Given passage –
Before leaving Lund, Kajanus summarised his Lapland lichen studies in the monograph Die Flechtenvegetation des Sarekegebirges, which presented both floristic results and his new lichen theory. He further developed these ideas in a later work, Morphologische Flechtenstudien (1911). Although other responsibilities gradually took precedence, his enduring attachment to lichenology is evident from a small booklet published in 1919, Lavar på Marstrandsön enligt samlingar av professor O. Nordstedt, which treated the lichens of the island of Marstrand based on collections by the botanist Otto Nordstedt.

==Genetic research and plant breeding==

At Weibullsholm, near Landskrona, Kajanus became a central figure in the development of plant breeding in Sweden. As Mendelian genetics gained prominence in the country, he redirected his research from lichens to problems of heredity in cultivated plants, viewing plant breeding and genetics as closely linked. Contemporary accounts of Swedish genetics described him as having a "versatile" mind and emphasised that he worked on a wide range of genera and characters, bringing together his results in broader treatments of the inheritance of root colour and shape in Beta and Brassica, and of flower colour and other traits in Papaver somniferum. They also noted that his theoretical position moved from enthusiastic Mendelism through phases of Lamarckian scepticism and back towards a pragmatic Mendelian approach, and that his work on Papaver was regarded as a strictly analytical study of segregation patterns.

In his early years at Weibullsholm he worked chiefly on root crops, especially Beta (beet) and Brassica (cabbages). These studies culminated in his 1913 doctoral dissertation, Über die Vererbungsweise gewisser Merkmale der Beta- und Brassica-Rüben, based on hybrid-analytic experiments. Difficulties in explaining the highly variable segregation ratios in his Beta crosses within a simple Mendelian framework initially led him to scepticism about Mendelism, and he proposed that his results could be interpreted as evidence for interactions among unstable genes and stabilising modifications.

Material shown –

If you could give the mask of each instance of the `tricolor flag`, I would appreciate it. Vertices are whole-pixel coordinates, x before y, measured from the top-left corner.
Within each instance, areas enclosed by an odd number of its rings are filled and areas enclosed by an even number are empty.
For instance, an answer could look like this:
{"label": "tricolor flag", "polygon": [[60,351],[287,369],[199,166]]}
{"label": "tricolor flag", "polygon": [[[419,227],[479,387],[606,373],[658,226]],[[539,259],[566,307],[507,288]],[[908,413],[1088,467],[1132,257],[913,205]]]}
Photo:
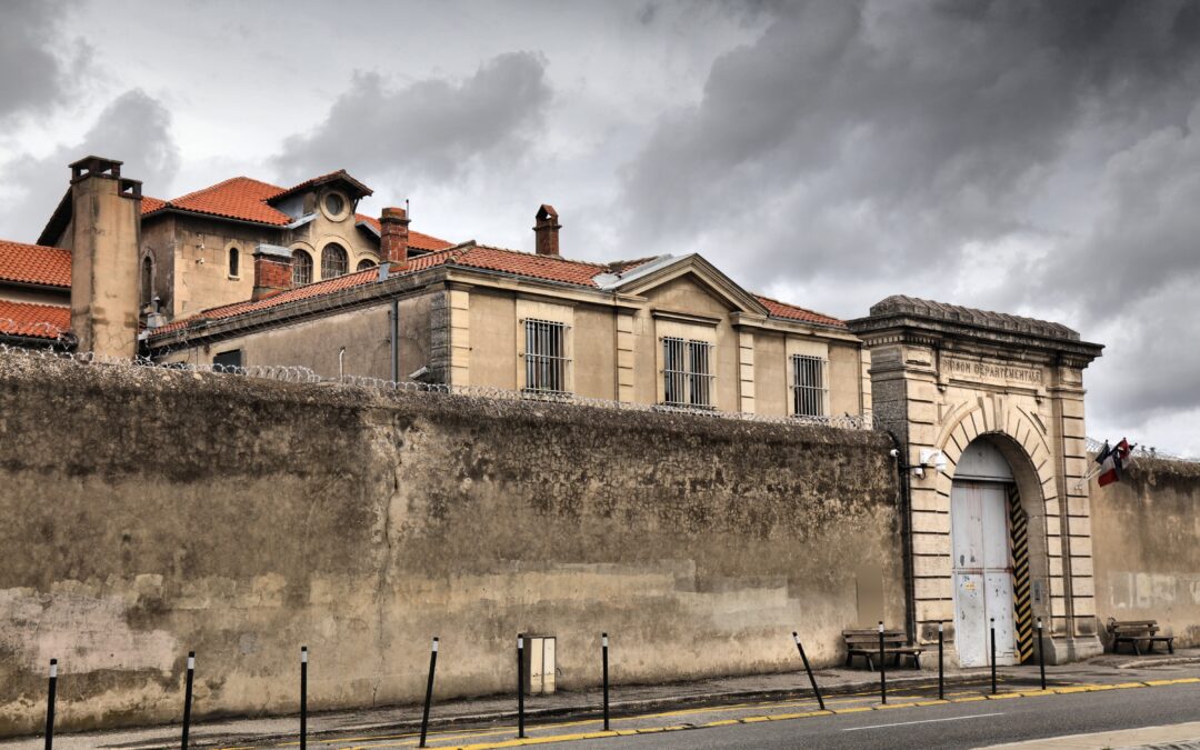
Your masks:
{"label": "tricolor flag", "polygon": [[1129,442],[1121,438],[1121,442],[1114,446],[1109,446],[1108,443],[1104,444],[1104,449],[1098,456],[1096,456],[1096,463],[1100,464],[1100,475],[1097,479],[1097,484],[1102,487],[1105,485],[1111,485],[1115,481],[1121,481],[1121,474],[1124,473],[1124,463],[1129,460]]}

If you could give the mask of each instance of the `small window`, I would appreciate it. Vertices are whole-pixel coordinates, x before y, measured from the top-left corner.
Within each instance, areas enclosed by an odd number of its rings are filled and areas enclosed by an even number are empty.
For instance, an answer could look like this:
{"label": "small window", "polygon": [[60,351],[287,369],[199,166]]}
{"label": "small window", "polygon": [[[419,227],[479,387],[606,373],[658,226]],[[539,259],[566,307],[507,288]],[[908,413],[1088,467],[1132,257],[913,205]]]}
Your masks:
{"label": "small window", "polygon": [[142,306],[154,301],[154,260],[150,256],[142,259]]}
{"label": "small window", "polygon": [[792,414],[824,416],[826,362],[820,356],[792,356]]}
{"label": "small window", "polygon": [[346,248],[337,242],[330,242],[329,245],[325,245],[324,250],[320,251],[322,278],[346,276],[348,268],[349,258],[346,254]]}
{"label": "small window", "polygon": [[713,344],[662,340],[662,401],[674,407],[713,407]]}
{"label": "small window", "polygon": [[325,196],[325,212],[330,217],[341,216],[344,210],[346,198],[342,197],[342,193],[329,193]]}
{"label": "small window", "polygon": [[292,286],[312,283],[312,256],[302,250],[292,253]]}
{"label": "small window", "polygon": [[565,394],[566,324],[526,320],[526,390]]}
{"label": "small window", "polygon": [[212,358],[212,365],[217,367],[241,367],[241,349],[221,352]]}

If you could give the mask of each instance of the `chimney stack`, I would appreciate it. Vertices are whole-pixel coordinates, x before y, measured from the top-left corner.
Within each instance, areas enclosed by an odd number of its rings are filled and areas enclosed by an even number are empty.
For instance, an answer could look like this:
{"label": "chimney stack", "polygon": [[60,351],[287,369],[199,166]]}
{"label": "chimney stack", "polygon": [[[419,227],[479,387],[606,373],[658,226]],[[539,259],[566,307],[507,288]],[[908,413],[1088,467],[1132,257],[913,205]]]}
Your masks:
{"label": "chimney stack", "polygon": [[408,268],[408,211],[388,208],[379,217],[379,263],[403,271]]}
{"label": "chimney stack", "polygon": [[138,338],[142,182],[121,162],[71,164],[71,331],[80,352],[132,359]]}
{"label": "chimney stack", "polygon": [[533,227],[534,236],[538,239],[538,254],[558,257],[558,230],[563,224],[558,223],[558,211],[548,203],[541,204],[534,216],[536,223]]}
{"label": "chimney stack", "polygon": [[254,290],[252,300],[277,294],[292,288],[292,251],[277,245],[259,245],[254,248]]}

Aim of the task – Can you resume the passage about Kajanus's move from lichenology to plant genetics, picking up right after its final sentence?

Result –
Kajanus elaborated his critical stance in the treatise Zur Kritik des Mendelismus, where he expressed sympathy for Lamarckian ideas. Nilsson characterises this period as one in which Kajanus reacted strongly against theories that were becoming widely accepted, driven more by an attraction to novel ideas than by adherence to any single school of thought. However, when the role of local environmental conditions in segregation ratios came under renewed scrutiny and he resumed his Beta investigations, he provided a relatively straightforward biological and factorial explanation for the observed patterns, thereby returning to a Mendelian interpretation.

Beginning in 1911 he undertook major experiments with reciprocal crosses, and in 1912 he began large-scale analyses of Papaver somniferum (opium poppy). The poppy study, which took full advantage of clear morphological differences and large segregation generations, was especially important in shaping his mature Mendelian outlook. His comprehensive synthesis of the Papaver experiments was published in 1919.

Kajanus then embarked on even more extensive investigations of wheat genetics. Smaller series of experiments were published earlier, but his major contribution appeared in 1923 in the series Bibliotheca genetica, edited by Erwin Baur. This work was based on an analysis of 150,000 individual plants from 22 crosses, involving different Triticum vulgare races and crosses with forms such as compactum, spelta, turgidum and dicoccum. Of particular importance were his studies of certain vulgare mutants and their relationships to other species, including forms later denoted as spelloides and subcompactum. On the basis of these investigations he proposed that, apart from T. monococcum, cultivated wheats should be grouped under two species, T. acuminatum (including the emmer series) and T. obtusatum (including the vulgare series).

Alongside these major projects, Kajanus carried out numerous smaller studies on genera such as Brassica, Pisum, Phaseolus, Lupinus, Trifolium, Hordeum, Festuca and Nicotiana, examining a diverse array of traits. He was also active as a populariser of natural science.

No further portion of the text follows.